_WORK REQUIRED_
What follows is a block of records; restate each one word for word.

_DATASET RECORDS_
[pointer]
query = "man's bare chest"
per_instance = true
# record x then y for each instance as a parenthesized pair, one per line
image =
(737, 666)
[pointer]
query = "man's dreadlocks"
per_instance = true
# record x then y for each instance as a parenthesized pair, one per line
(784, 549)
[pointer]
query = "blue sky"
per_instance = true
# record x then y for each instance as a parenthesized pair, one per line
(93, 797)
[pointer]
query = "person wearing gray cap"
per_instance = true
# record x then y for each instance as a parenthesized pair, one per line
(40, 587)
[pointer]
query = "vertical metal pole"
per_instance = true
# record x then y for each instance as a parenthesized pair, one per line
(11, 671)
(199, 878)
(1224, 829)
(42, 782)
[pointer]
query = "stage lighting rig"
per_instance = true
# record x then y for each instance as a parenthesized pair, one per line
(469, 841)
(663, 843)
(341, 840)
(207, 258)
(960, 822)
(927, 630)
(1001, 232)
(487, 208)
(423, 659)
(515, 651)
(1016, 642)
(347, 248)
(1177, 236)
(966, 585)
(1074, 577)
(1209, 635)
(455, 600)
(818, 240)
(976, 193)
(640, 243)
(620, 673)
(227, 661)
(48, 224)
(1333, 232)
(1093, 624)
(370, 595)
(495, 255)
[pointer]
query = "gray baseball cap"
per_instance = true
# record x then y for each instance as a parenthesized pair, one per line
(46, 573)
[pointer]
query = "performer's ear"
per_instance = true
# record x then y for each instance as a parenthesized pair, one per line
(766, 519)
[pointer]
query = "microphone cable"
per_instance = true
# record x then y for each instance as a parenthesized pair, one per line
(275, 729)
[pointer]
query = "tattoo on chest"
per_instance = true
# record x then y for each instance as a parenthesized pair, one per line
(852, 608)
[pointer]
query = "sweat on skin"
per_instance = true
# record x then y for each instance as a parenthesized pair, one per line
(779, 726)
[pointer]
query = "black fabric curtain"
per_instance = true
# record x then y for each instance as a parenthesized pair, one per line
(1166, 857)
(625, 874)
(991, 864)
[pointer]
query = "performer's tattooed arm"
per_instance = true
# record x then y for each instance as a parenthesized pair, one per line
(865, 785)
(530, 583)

_RESULT FOR THIS EXERCISE_
[pointer]
query = "man's bare chest"
per_instance = true
# record x then y for each instance as a parenthesized pair, one per line
image =
(737, 666)
[pointer]
query = "man's dreadlocks"
per_instance = true
# record x then y for each instance as a parenthesized pair, one per line
(784, 549)
[pointer]
query = "blue sky"
per_instance = true
# record x then y for each instance as a parenthesized pair, one per line
(93, 797)
[pointer]
query = "person wearing gray cap"
per_instance = true
# record x then y for each instance as a parenthesized pair, one per line
(40, 587)
[pointer]
query = "vertical metal pole"
per_instance = true
# record x then y for each instance as a parenthesized pair, one per line
(11, 671)
(199, 878)
(1224, 829)
(42, 782)
[pointer]
query = "stage lighting rig"
per_instance = true
# record x then y for each instance as a parenthesized pair, one per line
(469, 841)
(663, 843)
(341, 840)
(207, 258)
(960, 822)
(927, 630)
(1001, 232)
(487, 208)
(423, 659)
(515, 651)
(1016, 642)
(347, 248)
(1177, 236)
(966, 585)
(1074, 577)
(1209, 635)
(455, 600)
(818, 240)
(976, 193)
(640, 243)
(620, 673)
(227, 661)
(48, 224)
(1333, 232)
(1093, 624)
(370, 595)
(495, 255)
[pointer]
query = "gray baseball cap"
per_instance = true
# record x then y for each instance as a parenthesized pair, one per line
(46, 573)
[pointer]
query = "performer's ear"
per_instance = true
# record x then y for each instance as a parenthesized pair, one per line
(766, 519)
[pointer]
query = "microphone cable"
per_instance = true
# record x then y for each instance as a parenthesized pair, one per line
(275, 729)
[pointer]
query = "tattoo on chest"
per_instance = true
# record x then y for each instance as a parenthesized pair, one per line
(852, 608)
[pointer]
query = "sweat on skin"
per_instance = true
# record x then y for each instance as a parenthesized pair, one per line
(779, 726)
[pointer]
query = "black fabric curtain"
per_instance = true
# record x then y for each instance as a parenthesized pair, one per line
(1166, 857)
(625, 874)
(991, 864)
[pointer]
query = "performer's tattooed arm"
per_instance = true
# record x then y for each instance as a parenthesized pair, one per line
(865, 785)
(530, 583)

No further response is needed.